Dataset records
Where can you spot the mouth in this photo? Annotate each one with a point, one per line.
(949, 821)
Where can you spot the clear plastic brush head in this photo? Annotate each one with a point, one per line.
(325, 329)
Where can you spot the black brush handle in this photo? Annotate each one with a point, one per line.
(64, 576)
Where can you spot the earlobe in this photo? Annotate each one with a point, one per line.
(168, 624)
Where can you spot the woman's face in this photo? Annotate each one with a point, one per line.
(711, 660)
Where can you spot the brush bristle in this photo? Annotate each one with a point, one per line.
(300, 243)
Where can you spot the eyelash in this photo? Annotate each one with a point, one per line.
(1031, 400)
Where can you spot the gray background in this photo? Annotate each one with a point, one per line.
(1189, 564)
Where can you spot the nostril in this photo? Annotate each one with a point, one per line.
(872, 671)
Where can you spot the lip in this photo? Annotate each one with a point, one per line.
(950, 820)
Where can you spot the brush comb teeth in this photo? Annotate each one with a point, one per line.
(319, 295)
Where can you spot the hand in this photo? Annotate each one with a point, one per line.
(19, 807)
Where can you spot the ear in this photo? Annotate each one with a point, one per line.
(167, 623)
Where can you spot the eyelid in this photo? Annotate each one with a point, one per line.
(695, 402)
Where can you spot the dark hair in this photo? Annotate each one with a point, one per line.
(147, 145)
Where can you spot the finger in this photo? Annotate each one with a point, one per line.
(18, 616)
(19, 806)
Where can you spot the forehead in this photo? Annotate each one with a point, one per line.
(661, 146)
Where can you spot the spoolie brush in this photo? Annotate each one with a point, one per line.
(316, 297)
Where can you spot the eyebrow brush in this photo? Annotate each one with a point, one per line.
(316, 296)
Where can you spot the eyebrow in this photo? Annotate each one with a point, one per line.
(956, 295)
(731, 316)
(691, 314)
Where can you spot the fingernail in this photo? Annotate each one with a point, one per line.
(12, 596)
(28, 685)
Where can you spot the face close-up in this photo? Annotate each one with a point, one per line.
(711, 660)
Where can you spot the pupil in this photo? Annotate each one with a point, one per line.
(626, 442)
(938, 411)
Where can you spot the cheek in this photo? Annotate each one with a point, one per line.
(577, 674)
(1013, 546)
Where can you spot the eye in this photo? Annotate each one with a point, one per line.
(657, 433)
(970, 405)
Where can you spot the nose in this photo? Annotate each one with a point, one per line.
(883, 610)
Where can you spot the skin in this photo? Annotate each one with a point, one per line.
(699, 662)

* **Action item**
With the line containing "Where can you spot the nose" as the first and the last line of the data as the final one, copy every line between them exactly, those two included.

* **Exercise answer**
Where can you spot the nose in this photo? Annotate each one with a point, one per line.
(883, 610)
Where can you spot the skin in this photo? Annotate each one with a point, one per line.
(699, 662)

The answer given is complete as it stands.